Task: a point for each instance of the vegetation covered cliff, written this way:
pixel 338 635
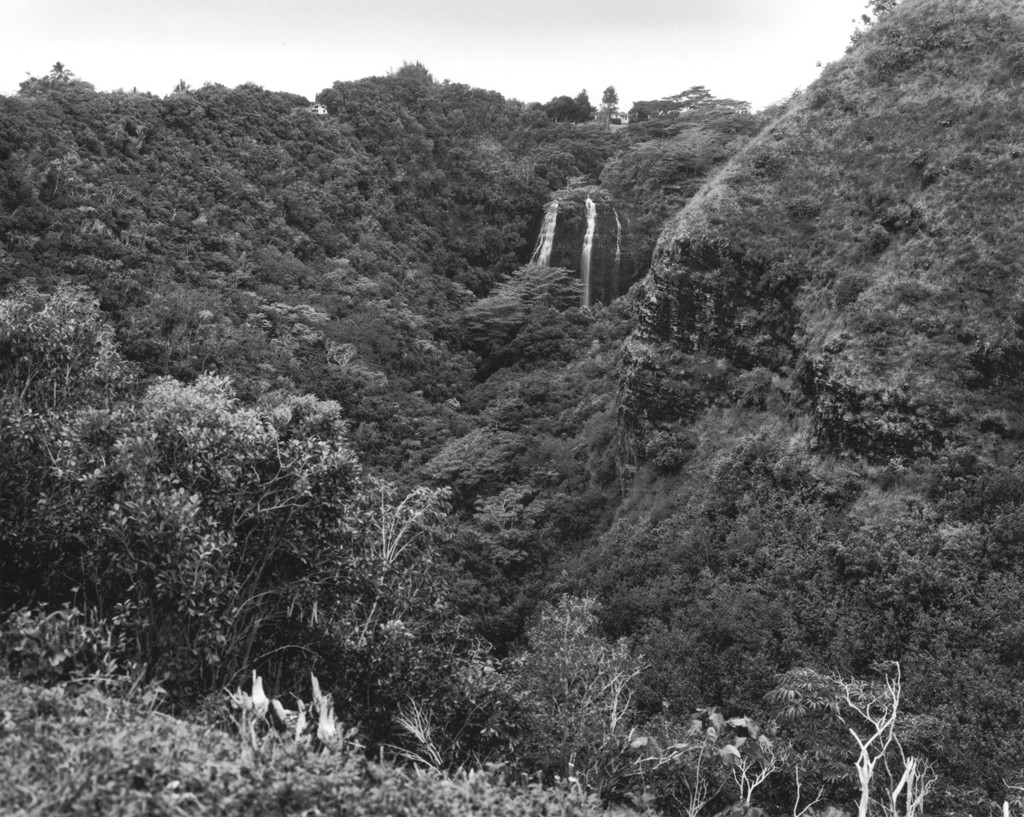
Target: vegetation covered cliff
pixel 822 395
pixel 283 392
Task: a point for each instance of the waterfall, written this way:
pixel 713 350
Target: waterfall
pixel 588 246
pixel 542 255
pixel 619 242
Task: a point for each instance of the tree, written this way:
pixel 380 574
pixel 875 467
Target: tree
pixel 585 109
pixel 578 689
pixel 871 715
pixel 877 9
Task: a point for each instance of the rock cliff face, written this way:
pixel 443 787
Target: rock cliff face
pixel 862 254
pixel 611 266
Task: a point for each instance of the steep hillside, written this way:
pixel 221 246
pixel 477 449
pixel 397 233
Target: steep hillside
pixel 821 399
pixel 866 247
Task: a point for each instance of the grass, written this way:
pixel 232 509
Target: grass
pixel 71 749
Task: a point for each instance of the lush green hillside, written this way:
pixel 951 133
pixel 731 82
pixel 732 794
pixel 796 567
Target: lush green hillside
pixel 286 395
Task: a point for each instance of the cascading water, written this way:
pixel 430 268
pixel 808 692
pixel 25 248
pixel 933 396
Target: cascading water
pixel 588 247
pixel 619 243
pixel 546 241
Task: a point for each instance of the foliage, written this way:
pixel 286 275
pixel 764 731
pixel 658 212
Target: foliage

▶ [HOW TO COMPLETE THIS TASK] Give back an exact reproduction of the entries, with all pictures excluded.

▶ [FINISHED TASK]
Task: a point for each instance of the vegetation covered cliff, written this way:
pixel 338 635
Target: vegetation covered cliff
pixel 822 395
pixel 283 392
Task: a point for each instance of the waterfall, written this way:
pixel 713 350
Target: waterfall
pixel 588 246
pixel 542 255
pixel 619 242
Task: a point for each instance of the tree, written this way:
pixel 380 574
pixel 875 467
Target: tree
pixel 585 109
pixel 578 689
pixel 871 715
pixel 877 9
Task: a point for each instance of the rock cliff face, written this way:
pixel 443 787
Target: rock cliff face
pixel 862 254
pixel 611 266
Task: a point for each instance of the steep hillside, written this way:
pixel 221 246
pixel 477 449
pixel 397 233
Target: steep hillside
pixel 821 399
pixel 866 247
Task: a point for each instance of the grass, written this way:
pixel 232 509
Target: grass
pixel 71 749
Task: a point for each instance of the lush green hillside, written this way:
pixel 951 133
pixel 731 82
pixel 732 794
pixel 796 567
Target: lush green hillside
pixel 286 395
Task: a point for each instance of the cascading water, written this way:
pixel 430 268
pixel 808 692
pixel 25 248
pixel 933 396
Target: cascading water
pixel 588 247
pixel 619 243
pixel 546 241
Task: a point for each instance of the foliage, written this way:
pixel 286 275
pixel 764 731
pixel 658 212
Target: foliage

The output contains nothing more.